* TASK GOAL: Reproduce each entry exactly, so that everything except the pictures is carried over.
================================
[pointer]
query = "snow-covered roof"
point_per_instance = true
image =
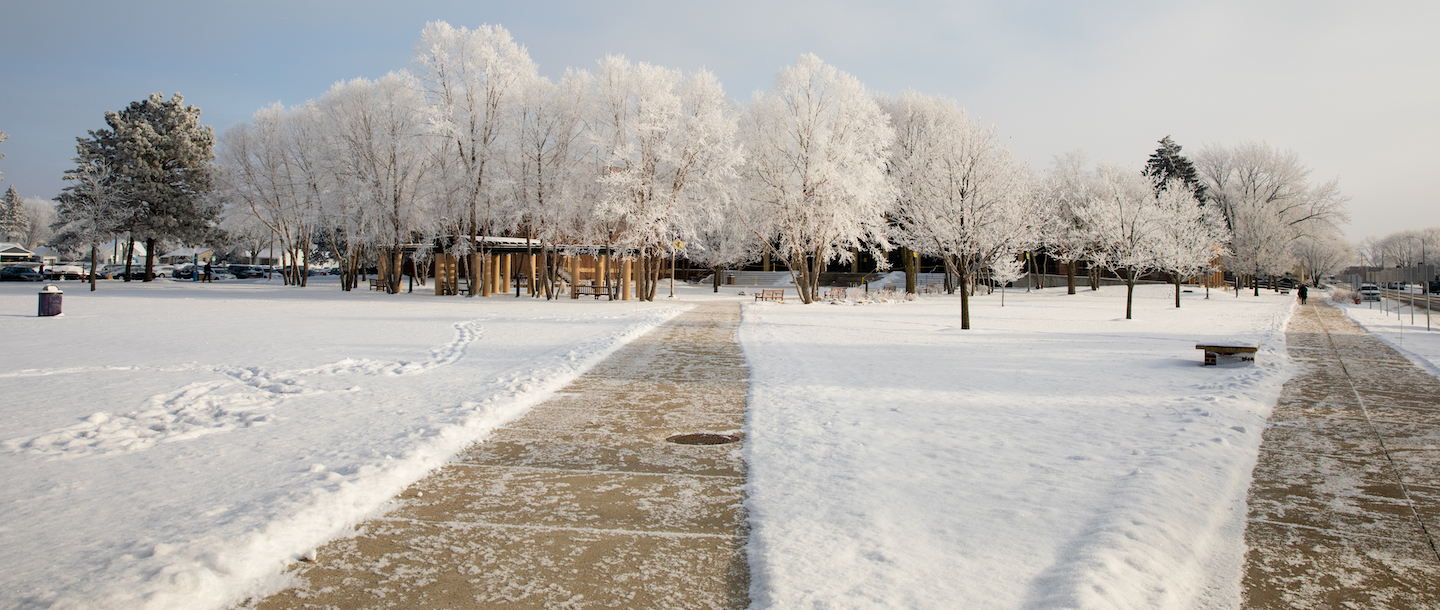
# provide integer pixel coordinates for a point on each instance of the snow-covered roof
(187, 252)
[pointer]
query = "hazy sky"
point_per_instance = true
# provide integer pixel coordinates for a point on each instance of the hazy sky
(1354, 88)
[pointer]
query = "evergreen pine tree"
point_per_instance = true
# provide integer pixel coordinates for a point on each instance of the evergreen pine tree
(1167, 163)
(162, 157)
(15, 223)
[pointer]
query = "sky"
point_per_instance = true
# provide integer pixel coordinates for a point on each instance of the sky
(1350, 87)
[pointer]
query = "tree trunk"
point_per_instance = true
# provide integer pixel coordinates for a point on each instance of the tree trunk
(1129, 292)
(150, 259)
(964, 272)
(94, 248)
(910, 269)
(130, 255)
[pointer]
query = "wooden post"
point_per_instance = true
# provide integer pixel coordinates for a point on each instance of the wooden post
(625, 278)
(604, 278)
(504, 275)
(575, 276)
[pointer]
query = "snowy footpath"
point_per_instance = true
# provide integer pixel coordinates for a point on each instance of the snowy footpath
(172, 445)
(1056, 455)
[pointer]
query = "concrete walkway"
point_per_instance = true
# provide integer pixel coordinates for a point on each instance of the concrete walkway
(581, 504)
(1345, 502)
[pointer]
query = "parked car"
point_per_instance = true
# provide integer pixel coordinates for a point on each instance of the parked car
(245, 271)
(20, 274)
(66, 271)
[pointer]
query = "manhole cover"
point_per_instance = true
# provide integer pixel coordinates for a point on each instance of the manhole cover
(703, 438)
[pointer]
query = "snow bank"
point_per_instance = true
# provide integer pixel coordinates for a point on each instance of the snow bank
(177, 445)
(1056, 455)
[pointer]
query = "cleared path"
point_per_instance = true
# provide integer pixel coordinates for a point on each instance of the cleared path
(581, 504)
(1345, 502)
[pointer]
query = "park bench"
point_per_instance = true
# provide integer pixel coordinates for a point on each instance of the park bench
(594, 291)
(1213, 353)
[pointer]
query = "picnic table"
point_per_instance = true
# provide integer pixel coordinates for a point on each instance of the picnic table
(1214, 351)
(778, 294)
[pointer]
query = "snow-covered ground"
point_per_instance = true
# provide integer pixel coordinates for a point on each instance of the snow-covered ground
(1056, 455)
(1403, 328)
(174, 445)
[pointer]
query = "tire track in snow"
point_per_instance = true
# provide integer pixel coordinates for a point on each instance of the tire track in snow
(246, 397)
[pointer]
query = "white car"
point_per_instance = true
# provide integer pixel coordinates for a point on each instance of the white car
(66, 271)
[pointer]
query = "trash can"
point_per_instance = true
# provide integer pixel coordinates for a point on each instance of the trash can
(51, 301)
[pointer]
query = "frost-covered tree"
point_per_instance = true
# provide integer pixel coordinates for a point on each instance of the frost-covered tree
(42, 217)
(1267, 203)
(15, 223)
(380, 153)
(471, 81)
(815, 186)
(91, 207)
(547, 170)
(1322, 255)
(1126, 223)
(961, 194)
(271, 167)
(668, 148)
(1063, 235)
(1193, 235)
(1167, 163)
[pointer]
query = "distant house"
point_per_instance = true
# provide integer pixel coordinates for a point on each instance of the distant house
(12, 252)
(186, 255)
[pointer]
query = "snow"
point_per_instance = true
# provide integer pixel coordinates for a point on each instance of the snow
(1056, 455)
(177, 445)
(1406, 331)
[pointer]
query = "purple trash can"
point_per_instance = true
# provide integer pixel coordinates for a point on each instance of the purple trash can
(51, 301)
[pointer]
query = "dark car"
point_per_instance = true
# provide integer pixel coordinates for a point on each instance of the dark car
(20, 274)
(245, 271)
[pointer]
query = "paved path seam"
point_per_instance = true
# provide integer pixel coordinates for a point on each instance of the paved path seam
(1394, 469)
(1345, 491)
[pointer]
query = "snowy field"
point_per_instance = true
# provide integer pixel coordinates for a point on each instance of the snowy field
(174, 445)
(1053, 456)
(1404, 330)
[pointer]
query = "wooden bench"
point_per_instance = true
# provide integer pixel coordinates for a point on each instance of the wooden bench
(595, 291)
(1214, 351)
================================
* RESULT OF THE TASK:
[pointer]
query = "snow-covered roof"
point_per_instance = true
image =
# provide integer pixel coordinates for a point on each instance of the snow-covered roof
(187, 252)
[pointer]
query = "hazy sky"
point_per_instance = true
# provide integer pixel coordinates for a point on each instance of the hazy sky
(1354, 88)
[pointer]
query = "evergreen pine tree"
point_per_instance = true
# provide integer pixel coordinates for a point on each instance of the evergreen pine tree
(1167, 163)
(162, 157)
(15, 223)
[pointer]
query = "sky"
point_per_instance = true
# provide integer pixel coordinates for a point on each instance of the sky
(1350, 87)
[pointer]
query = "tree trunk"
point_per_instance = true
# provide integer pixel coordinates for a point on each instance of the tree trunk
(1129, 292)
(150, 259)
(964, 272)
(94, 248)
(910, 269)
(130, 255)
[pointer]
query = "wooden post"
point_per_instance = true
# provide integer pixel coordinates for a point on each instance of the wooden post
(625, 278)
(604, 278)
(504, 275)
(575, 276)
[pointer]
query = "snowy footpath"
point_per_instance = true
# provide integer pixel coordinates for a point on each instance of the snowy footpath
(172, 445)
(1056, 455)
[pointer]
query = "concrete walkway"
point_per_instance = true
# provide integer pixel coordinates for a point on each instance of the concrete walkway
(581, 504)
(1345, 502)
[pointer]
query = "parked car"
point_per_instance = true
# provide integer pixel coordinates for a point on each instance of the parked car
(245, 271)
(20, 274)
(66, 271)
[pointer]
query = "manhole cover"
point_per_instance = true
# provide integer pixel coordinates for a point on each instance of the manhole cover
(703, 438)
[pointer]
query = "snow bank"
point_per_instance = true
# provide integer pixel coordinates for a point on each instance of the snow bank
(177, 445)
(1056, 455)
[pointer]
query = "cleared path"
point_per_instance = true
# provide integer pixel coordinates for a point on each instance of the cleared path
(581, 504)
(1345, 502)
[pointer]
query = "park bench"
point_per_instance = true
# provide integer pixel coordinates for a point on each instance of the park bench
(594, 291)
(1213, 353)
[pointer]
query = "picnic table"
point_per_instance = true
# provide integer pixel coordinates for a point on each instance of the picnic table
(1214, 351)
(778, 294)
[pointer]
query = "snow-covered ground"
point_per_instance = true
# provide integer pixel coordinates for a point on each instance of the snow-covered ground
(1056, 455)
(1403, 328)
(174, 445)
[pointer]
query = "tire track in snow"
point_per_instance = true
# provide integer pixel coordinates for a point on each instance of the tire track in snow
(246, 397)
[pointer]
query = "white car"
point_per_instance = true
# provide integer pixel coordinates for a point on each instance of the white car
(66, 271)
[pointer]
query = "trash can"
point_per_instance = true
# provide integer pixel coordinates for a point on each instance of the trash can
(51, 301)
[pointer]
query = "frost-covered tree"
point_per_instance = true
# provide integer pixel coordinates for a point on each instance of the frost-covered tree
(42, 217)
(1267, 203)
(15, 223)
(380, 153)
(471, 81)
(815, 186)
(91, 207)
(547, 170)
(1322, 255)
(1126, 223)
(961, 194)
(271, 167)
(668, 148)
(1063, 235)
(1193, 235)
(1167, 163)
[pointer]
query = "distant house"
point_per_instance = true
# provide integer pixel coordinates for a point on each instance of the distant house
(12, 252)
(186, 255)
[pointer]
query = "snow"
point_per_instance = true
# provide integer pixel coordinates for a point on each instance of the snow
(1056, 455)
(177, 445)
(1406, 331)
[pointer]
query = "purple trash can"
point_per_instance = true
# provide integer pixel coordinates for a point on each instance of the purple trash can
(51, 301)
[pointer]
query = "dark car"
point_per_instance = true
# provide integer pixel coordinates for a point on each instance of the dark car
(20, 274)
(245, 271)
[pointer]
query = "paved path seam"
point_per_instance = true
# provide integer pixel coordinates for a point on each instance of the paved path seam
(1394, 469)
(1345, 491)
[pointer]
query = "snowy field"
point_per_instance = true
# provide integer pixel coordinates for a point on each instance of the snowy field
(174, 445)
(1053, 456)
(1404, 330)
[pointer]
query = "wooden bench"
point_per_instance = true
# provide integer pixel coordinates for a point on each instance of the wooden bench
(595, 291)
(1214, 351)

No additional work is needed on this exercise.